--- Texto de lectura ---

Si Chávez no estuviera agonizante, habría dicho mil cosas sobre la crisis reciente en Siria, donde se tambalea su amigo Bachar Asad, y sin duda estaría ufanándose de los nuevos envíos de combustible para alimentar sus equipos de guerra.
Si Chávez estuviera vivo, lo que se dice estar vivo, no dejaría pasar la ocasión para lanzar improperios contra los judíos y apoyar a sus hermanos de Hamás en la dura crisis de la Franja de Gaza.
Si Chávez estuviera vivo, mandaría mensajes de amor y solidaridad al déspota de Irán, defendiendo de paso el derecho inalienable que le asiste para fabricar una bomba atómica con el destino que todos conocemos.
Si Chávez estuviera vivo, insistimos en que a la manera como se considera vivo a un hombre de sus ímpetus, ya habría visitado a Daniel Ortega en Managua para celebrar su triunfo sobre Colombia. Le habría hecho ofertas para hacer exploraciones petrolíferas en sus nuevas aguas territoriales y le hablaría de facilitarle alguno de sus juguetes bélicos –rusos y chinos– de reciente adquisición.

--- Datos de origen ---

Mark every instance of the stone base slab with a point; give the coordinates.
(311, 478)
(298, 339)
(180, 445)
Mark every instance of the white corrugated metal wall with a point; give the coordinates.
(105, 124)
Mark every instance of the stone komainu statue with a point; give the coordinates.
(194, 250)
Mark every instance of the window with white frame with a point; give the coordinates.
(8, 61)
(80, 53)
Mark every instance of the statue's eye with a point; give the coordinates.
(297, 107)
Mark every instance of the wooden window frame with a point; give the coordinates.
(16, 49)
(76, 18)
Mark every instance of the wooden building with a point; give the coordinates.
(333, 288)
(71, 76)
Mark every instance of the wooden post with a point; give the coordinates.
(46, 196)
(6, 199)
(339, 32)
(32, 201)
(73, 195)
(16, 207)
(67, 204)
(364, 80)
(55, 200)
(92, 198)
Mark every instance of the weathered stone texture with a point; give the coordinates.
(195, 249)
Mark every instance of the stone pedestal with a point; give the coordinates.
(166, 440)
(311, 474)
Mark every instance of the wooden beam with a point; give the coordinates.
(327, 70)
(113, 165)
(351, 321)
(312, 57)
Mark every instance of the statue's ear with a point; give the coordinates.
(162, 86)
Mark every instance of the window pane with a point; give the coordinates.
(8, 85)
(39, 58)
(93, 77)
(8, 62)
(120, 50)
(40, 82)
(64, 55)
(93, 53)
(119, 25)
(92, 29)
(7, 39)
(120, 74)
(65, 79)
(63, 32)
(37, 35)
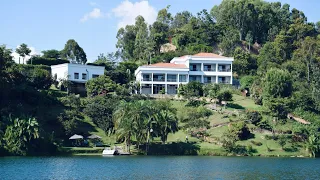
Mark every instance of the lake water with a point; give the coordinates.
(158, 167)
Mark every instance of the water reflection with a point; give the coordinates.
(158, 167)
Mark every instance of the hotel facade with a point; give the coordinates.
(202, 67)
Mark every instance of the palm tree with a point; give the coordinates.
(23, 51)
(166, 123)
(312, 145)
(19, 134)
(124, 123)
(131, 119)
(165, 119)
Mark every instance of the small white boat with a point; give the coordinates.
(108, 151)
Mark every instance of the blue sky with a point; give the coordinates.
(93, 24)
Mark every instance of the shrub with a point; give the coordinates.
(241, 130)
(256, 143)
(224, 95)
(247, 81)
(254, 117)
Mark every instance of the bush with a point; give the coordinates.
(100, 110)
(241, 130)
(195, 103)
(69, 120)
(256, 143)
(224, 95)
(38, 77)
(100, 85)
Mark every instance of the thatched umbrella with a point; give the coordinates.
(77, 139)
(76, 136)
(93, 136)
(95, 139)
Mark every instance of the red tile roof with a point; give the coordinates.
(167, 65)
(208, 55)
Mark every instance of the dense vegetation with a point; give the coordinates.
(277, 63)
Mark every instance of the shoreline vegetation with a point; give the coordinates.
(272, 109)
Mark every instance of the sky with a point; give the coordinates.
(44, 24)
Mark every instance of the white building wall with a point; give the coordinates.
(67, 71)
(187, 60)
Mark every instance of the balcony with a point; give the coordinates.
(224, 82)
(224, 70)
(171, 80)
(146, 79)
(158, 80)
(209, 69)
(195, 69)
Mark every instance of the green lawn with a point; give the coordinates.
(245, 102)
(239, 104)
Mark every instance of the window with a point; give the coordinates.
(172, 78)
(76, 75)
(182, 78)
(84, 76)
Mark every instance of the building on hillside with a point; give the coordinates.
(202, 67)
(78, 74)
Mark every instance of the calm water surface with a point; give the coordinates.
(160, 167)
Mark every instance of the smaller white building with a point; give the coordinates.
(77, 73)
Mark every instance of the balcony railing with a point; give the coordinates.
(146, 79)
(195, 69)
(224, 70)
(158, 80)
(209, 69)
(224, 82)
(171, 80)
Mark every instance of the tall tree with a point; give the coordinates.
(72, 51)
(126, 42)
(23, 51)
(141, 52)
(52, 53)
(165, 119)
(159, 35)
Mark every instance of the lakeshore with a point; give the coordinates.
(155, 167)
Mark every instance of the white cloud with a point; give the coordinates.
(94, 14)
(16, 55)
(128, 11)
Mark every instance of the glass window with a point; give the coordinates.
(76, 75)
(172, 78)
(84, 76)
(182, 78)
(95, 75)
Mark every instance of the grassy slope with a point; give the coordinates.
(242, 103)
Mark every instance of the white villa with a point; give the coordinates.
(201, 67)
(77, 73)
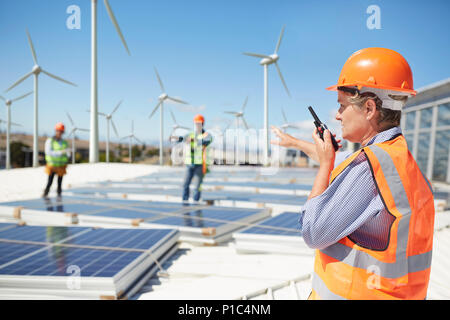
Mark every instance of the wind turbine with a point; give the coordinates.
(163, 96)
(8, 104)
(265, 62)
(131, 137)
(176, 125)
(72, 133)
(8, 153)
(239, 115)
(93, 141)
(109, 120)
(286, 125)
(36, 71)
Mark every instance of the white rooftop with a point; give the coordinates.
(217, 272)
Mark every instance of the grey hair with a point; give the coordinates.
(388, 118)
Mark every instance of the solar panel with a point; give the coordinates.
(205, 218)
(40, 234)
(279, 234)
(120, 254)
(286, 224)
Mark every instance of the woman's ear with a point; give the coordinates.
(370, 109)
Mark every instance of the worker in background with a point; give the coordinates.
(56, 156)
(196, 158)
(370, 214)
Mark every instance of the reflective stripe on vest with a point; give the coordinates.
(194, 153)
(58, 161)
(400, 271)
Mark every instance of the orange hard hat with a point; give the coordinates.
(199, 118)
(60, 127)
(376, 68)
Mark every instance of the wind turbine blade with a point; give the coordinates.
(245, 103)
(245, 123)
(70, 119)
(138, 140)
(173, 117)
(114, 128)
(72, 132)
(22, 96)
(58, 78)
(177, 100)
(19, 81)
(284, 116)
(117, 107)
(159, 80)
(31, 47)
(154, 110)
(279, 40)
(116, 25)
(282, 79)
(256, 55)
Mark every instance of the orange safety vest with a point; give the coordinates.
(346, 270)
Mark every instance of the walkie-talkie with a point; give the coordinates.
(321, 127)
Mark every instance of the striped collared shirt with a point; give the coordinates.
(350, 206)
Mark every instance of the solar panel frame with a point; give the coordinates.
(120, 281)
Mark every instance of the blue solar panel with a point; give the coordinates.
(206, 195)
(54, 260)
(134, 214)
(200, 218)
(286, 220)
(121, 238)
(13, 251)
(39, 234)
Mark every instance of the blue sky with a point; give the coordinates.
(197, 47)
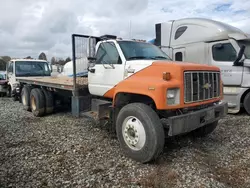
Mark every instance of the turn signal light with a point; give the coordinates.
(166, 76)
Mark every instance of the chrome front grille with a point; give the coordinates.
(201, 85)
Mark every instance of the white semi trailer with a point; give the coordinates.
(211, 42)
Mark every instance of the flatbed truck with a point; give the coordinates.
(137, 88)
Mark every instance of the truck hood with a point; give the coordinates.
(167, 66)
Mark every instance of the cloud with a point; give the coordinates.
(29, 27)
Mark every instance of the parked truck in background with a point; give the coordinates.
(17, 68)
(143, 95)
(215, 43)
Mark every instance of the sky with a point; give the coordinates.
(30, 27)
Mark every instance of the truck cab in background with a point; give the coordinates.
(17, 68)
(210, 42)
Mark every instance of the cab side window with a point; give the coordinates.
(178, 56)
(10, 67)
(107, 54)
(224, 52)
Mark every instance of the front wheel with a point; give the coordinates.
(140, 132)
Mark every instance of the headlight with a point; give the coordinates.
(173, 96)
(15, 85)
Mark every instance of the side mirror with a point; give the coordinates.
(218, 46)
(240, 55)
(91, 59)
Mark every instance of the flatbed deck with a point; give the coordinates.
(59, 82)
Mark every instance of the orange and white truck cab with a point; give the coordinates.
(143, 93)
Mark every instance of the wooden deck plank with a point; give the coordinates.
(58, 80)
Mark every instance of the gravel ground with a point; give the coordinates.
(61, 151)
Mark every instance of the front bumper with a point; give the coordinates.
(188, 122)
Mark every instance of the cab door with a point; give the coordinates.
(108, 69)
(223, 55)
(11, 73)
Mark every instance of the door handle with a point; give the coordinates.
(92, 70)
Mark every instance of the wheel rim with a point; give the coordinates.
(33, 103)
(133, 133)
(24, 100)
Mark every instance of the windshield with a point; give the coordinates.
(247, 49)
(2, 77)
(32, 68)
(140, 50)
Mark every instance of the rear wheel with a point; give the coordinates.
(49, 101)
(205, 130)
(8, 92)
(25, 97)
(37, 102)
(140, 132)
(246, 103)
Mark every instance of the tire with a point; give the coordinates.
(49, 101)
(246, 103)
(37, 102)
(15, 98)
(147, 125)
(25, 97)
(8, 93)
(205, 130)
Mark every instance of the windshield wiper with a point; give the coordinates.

---

Lista de tareas:
a: Di si cada afirmación concuerda con el texto sobre Chávez. Responde sí o no y cita las palabras del texto que lo deciden.
(i) Bachar Asad se tambalea en Siria.
(ii) Chávez ya visitó a Daniel Ortega en Managua.
(iii) Los juguetes bélicos de reciente adquisición son rusos y chinos.
b: Transcribe del texto sobre Chávez el fragmento que va desde "Si Chávez no" hasta "equipos de guerra.".

Soluciones:
a:
(i) Sí: "donde se tambalea su amigo Bachar Asad".
(ii) No: "Si Chávez estuviera vivo, insistimos en que a la manera como se considera vivo a un hombre de sus ímpetus, ya habría visitado a Daniel Ortega en Managua".
(iii) Sí: "alguno de sus juguetes bélicos –rusos y chinos– de reciente adquisición".

b:
Si Chávez no estuviera agonizante, habría dicho mil cosas sobre la crisis reciente en Siria, donde se tambalea su amigo Bachar Asad, y sin duda estaría ufanándose de los nuevos envíos de combustible para alimentar sus equipos de guerra.